Exercise brief
Locate each line of the material below that contains the string "arch" and copy those lines in full. Treat uppercase and lowercase as different.
[begin Entries]
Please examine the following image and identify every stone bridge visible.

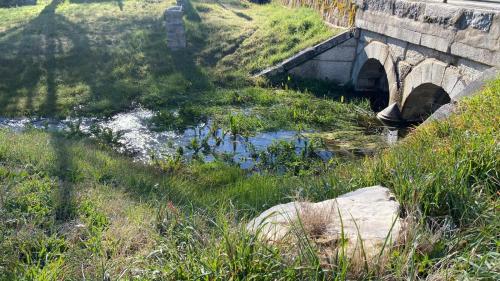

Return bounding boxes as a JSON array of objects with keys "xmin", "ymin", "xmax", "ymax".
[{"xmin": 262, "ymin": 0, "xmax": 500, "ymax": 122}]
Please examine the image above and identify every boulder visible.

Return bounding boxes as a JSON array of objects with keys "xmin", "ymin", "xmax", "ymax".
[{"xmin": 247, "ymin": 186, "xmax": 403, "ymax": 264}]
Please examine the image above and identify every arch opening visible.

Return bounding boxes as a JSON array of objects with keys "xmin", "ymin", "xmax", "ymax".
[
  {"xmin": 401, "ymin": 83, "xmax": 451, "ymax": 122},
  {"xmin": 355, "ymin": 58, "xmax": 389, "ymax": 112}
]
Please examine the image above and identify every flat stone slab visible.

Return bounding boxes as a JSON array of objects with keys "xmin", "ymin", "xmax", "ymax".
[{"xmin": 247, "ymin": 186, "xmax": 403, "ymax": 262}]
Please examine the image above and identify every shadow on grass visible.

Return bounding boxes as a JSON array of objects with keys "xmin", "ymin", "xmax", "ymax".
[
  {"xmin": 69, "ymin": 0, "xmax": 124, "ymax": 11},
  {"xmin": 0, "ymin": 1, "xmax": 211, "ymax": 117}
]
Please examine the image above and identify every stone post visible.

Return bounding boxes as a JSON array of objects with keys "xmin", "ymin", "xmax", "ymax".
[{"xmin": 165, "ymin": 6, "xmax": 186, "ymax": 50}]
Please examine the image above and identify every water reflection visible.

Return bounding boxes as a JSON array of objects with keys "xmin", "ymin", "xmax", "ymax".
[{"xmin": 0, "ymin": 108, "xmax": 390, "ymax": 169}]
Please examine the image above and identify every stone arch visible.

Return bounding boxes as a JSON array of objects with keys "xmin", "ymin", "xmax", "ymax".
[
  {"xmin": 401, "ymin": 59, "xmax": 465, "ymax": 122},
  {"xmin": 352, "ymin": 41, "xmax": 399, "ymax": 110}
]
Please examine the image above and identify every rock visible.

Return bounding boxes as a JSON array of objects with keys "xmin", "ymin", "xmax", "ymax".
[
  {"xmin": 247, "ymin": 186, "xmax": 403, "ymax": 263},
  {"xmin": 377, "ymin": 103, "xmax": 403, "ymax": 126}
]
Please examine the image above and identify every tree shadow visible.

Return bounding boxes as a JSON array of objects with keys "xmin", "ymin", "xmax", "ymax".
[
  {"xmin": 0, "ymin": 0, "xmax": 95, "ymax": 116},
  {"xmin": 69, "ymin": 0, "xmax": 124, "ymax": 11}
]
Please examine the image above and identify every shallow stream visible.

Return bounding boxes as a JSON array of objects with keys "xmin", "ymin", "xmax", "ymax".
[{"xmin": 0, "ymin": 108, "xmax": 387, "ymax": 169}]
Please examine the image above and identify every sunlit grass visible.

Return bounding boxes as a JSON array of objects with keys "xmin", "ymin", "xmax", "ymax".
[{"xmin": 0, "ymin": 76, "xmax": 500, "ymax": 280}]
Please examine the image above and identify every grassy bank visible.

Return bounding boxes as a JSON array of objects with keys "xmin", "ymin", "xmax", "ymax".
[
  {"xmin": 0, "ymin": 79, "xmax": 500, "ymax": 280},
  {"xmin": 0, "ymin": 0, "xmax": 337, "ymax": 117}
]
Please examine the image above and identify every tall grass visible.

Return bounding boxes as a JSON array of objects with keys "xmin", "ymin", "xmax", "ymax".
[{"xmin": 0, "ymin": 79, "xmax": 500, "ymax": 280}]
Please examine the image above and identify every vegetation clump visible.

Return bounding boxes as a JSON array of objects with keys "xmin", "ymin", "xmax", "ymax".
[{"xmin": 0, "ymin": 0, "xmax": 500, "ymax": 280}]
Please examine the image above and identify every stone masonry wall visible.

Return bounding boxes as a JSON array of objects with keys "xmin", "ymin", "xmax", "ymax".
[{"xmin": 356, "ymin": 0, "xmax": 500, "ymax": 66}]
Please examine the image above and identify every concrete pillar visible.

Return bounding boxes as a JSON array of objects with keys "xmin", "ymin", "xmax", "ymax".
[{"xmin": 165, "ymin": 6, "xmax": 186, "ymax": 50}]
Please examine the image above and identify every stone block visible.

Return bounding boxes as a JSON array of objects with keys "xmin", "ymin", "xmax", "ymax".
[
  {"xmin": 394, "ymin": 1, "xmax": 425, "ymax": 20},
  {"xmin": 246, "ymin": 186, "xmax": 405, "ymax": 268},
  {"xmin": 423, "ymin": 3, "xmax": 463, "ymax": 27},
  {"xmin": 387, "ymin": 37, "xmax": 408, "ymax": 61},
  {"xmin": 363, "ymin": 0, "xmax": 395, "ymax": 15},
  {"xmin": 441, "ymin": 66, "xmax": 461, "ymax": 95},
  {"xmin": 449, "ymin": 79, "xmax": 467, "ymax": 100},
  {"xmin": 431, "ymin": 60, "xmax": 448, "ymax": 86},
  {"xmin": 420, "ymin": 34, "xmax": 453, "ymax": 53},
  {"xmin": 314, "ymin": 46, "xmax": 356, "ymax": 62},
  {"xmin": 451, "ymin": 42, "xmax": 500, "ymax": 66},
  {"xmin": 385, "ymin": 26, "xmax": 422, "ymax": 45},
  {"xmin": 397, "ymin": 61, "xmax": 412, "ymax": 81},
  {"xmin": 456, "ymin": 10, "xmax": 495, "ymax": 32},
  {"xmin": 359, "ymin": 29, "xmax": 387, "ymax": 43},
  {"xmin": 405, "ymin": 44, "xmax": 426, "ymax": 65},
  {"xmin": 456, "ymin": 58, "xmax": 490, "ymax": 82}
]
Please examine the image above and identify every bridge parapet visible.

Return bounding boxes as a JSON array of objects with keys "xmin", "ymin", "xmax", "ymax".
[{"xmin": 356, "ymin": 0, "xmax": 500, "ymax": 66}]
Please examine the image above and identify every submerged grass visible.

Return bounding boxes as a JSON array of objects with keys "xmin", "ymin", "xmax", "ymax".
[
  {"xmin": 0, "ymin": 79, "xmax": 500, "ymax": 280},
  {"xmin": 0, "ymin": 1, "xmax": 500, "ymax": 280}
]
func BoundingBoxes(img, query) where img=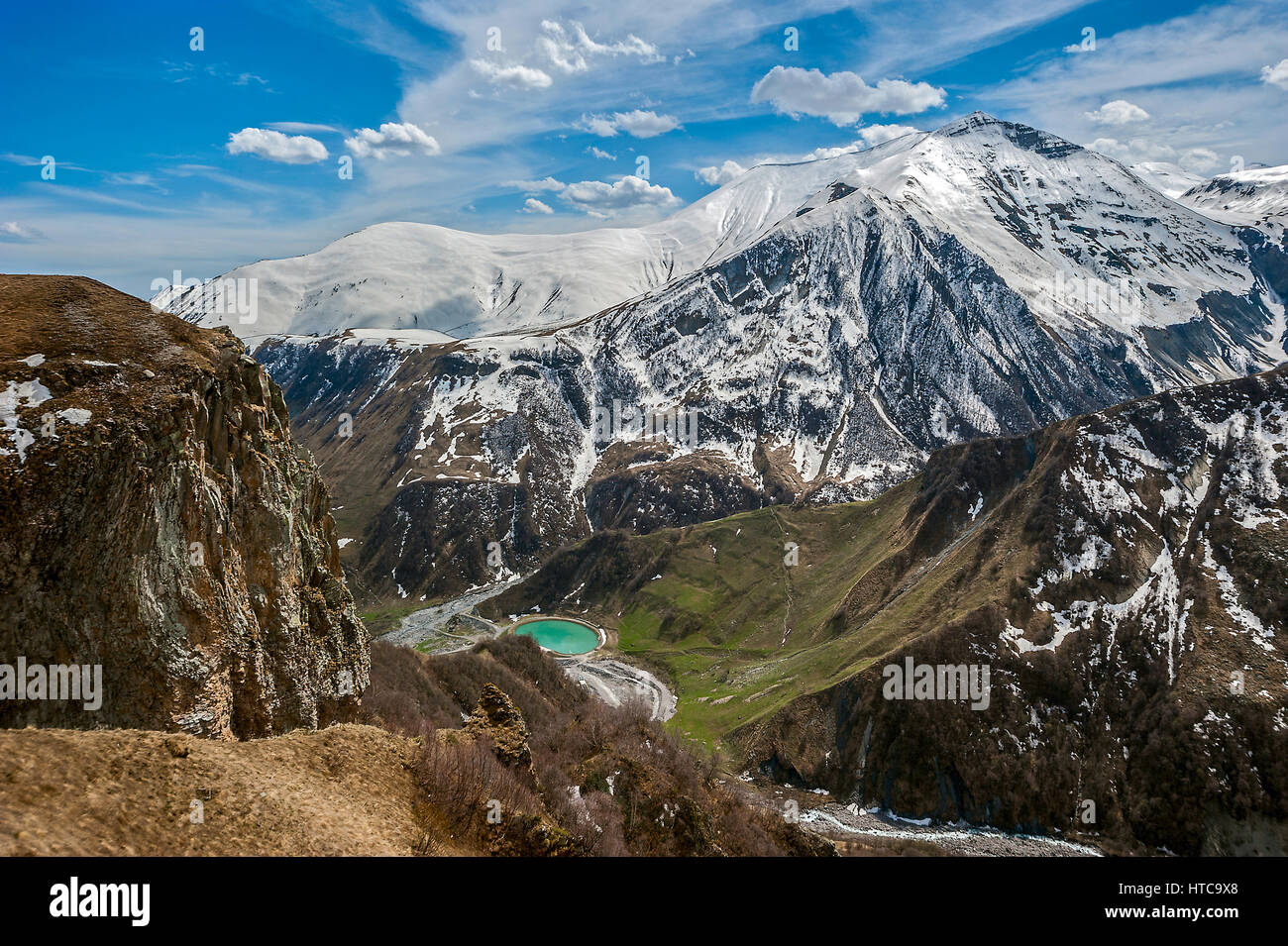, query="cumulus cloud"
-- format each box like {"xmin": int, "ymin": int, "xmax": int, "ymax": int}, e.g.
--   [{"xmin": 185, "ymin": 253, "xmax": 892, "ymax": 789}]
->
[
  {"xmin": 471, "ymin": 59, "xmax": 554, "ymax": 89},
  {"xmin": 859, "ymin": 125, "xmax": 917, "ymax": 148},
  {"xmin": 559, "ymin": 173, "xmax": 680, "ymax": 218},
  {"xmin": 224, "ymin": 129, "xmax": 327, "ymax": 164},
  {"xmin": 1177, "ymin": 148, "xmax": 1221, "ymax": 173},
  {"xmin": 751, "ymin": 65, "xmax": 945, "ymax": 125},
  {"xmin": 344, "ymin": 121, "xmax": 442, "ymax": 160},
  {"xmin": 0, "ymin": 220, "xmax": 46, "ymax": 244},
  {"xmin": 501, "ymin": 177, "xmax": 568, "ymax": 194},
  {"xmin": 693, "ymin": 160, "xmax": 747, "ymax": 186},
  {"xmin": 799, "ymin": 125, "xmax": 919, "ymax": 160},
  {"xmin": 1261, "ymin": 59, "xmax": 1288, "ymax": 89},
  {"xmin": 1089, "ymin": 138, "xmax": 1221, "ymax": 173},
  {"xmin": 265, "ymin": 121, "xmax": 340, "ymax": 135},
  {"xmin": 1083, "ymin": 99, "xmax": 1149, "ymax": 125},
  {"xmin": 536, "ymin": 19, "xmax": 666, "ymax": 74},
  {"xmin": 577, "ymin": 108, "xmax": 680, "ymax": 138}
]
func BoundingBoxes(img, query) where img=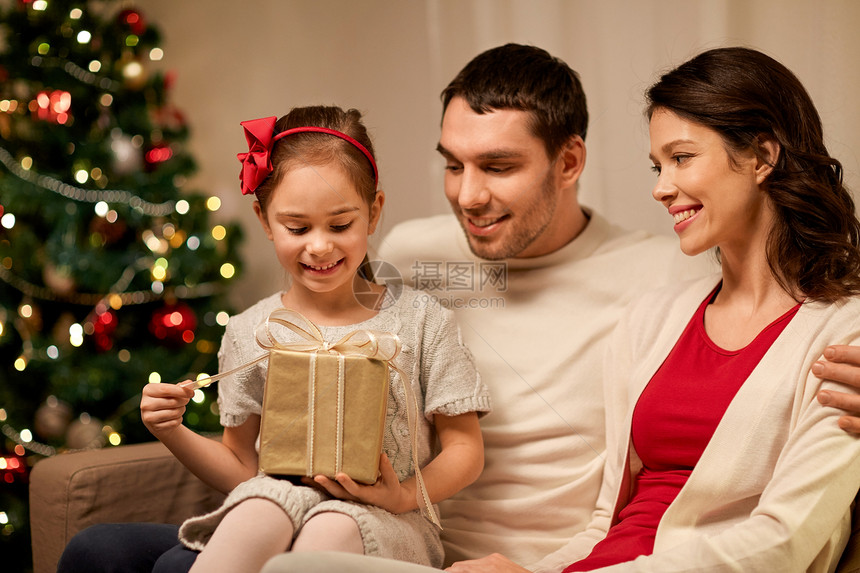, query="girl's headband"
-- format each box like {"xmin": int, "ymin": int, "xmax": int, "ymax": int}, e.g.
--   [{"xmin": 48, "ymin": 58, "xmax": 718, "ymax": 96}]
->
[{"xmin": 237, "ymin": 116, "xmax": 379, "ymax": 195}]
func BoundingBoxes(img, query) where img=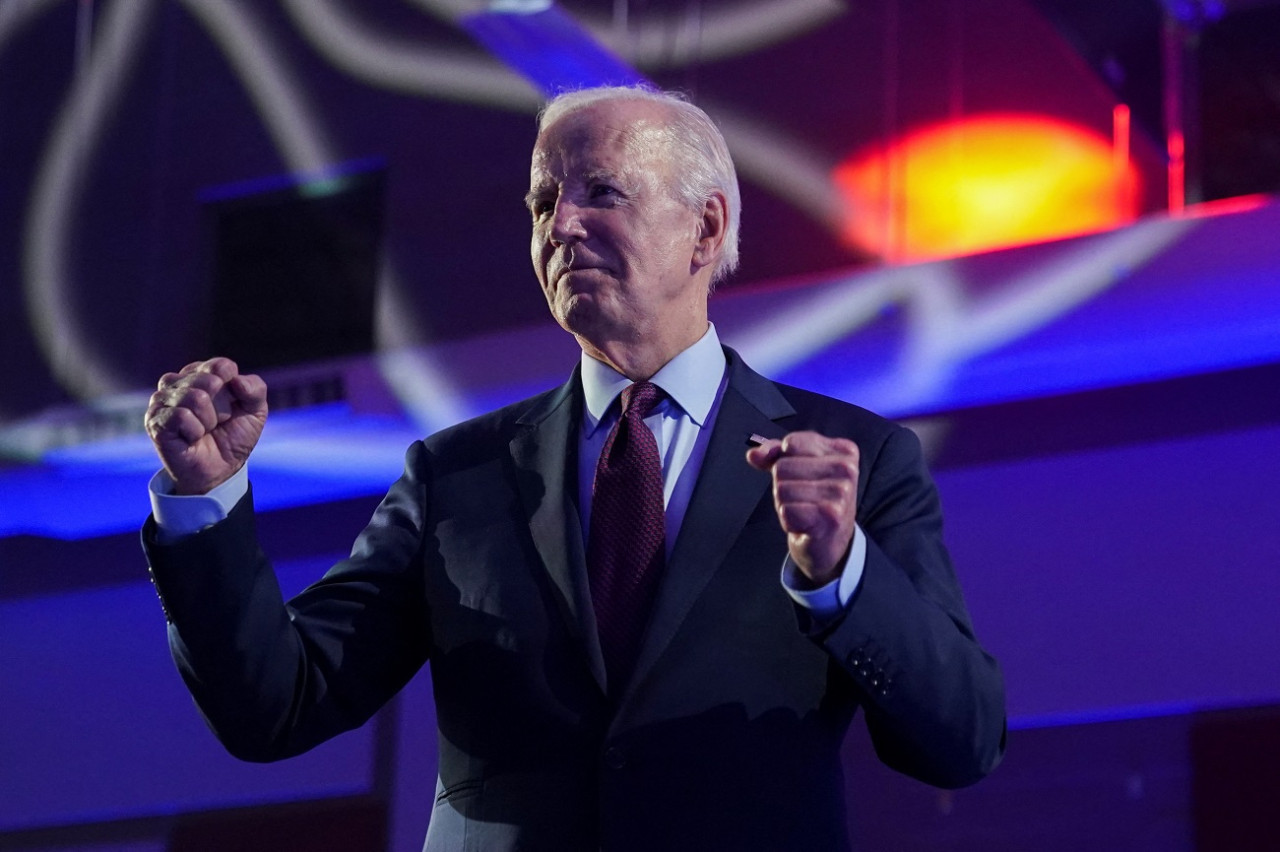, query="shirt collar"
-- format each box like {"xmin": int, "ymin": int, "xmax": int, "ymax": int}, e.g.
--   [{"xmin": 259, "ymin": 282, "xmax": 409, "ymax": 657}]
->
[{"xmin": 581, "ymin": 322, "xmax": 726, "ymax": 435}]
[end Entries]
Task response
Please examine the image above and identify every arch opening visible.
Please examine the image above and identify every stone arch visible.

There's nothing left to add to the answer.